● **Task to carry out**
Please reproduce the rows between the line holding "Question. Provide a point on each instance of the lamp" and the line holding "x=729, y=524", inclusive, swapping "stone pedestal" for "granite base" and leaving everything else unchanged.
--- Start Exercise data ---
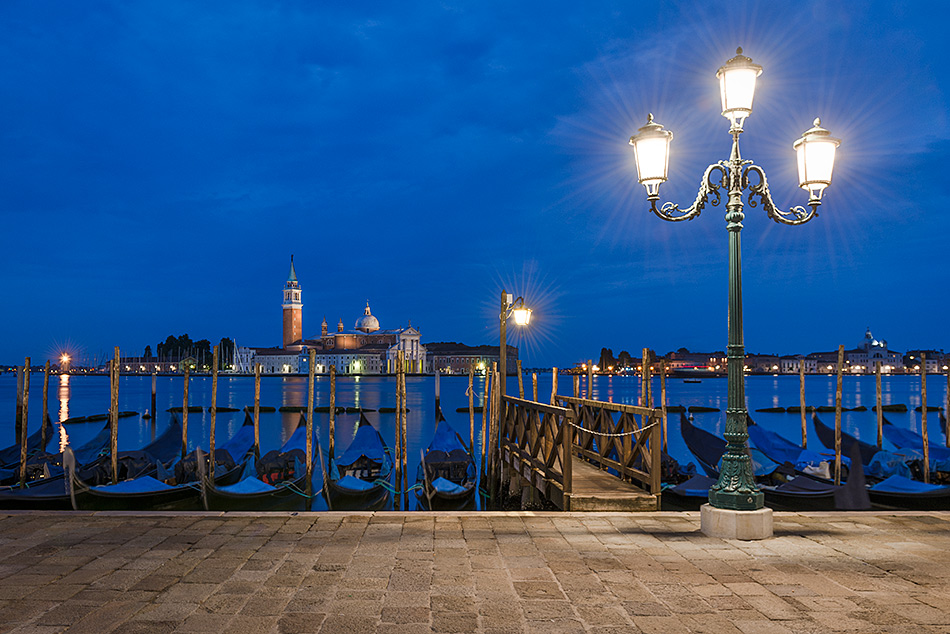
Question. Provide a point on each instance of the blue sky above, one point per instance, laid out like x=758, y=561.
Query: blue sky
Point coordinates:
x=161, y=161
--- End Exercise data ---
--- Start Exercise data ---
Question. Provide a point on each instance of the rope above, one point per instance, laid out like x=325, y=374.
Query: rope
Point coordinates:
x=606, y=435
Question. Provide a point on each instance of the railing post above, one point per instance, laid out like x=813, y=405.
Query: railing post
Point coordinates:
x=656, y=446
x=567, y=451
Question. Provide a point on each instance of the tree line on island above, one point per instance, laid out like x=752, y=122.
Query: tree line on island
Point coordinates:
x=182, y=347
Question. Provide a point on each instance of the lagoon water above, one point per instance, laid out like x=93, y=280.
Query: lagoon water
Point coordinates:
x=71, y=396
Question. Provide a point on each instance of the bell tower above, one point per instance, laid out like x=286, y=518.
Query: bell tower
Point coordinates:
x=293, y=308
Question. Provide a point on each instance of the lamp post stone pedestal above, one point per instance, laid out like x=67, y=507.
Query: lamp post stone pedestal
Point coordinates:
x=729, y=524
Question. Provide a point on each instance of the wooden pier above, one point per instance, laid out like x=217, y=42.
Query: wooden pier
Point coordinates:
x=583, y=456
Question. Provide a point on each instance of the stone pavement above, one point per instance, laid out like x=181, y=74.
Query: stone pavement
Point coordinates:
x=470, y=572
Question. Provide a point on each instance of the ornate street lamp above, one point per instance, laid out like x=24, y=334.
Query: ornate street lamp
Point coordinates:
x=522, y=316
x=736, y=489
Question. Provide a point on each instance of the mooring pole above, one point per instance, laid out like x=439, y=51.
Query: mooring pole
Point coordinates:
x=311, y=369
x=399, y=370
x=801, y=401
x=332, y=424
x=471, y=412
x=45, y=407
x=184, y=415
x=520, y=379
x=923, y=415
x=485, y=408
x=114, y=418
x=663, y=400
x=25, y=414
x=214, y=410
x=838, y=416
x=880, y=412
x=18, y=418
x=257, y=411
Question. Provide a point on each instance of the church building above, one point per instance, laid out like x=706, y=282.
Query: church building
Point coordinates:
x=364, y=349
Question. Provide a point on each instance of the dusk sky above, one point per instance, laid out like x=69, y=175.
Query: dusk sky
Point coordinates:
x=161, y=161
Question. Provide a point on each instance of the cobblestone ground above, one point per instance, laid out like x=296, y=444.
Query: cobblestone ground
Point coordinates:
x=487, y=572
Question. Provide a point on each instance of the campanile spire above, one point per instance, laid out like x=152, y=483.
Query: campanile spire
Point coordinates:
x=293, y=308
--- End Exercise data ---
--- Start Exercise data ---
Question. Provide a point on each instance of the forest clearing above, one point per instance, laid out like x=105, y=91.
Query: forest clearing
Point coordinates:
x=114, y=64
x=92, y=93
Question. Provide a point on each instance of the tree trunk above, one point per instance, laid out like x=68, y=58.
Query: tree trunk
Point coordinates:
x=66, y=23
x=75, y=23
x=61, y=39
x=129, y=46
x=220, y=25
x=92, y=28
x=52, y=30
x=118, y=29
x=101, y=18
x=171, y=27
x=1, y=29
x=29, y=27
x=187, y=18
--- End Exercise data ---
● **The solution**
Question. Provide a point on each instance of the lamp post granite base above, one point per instance, laid out like x=67, y=507.
Query: lamp post granite base
Point coordinates:
x=729, y=524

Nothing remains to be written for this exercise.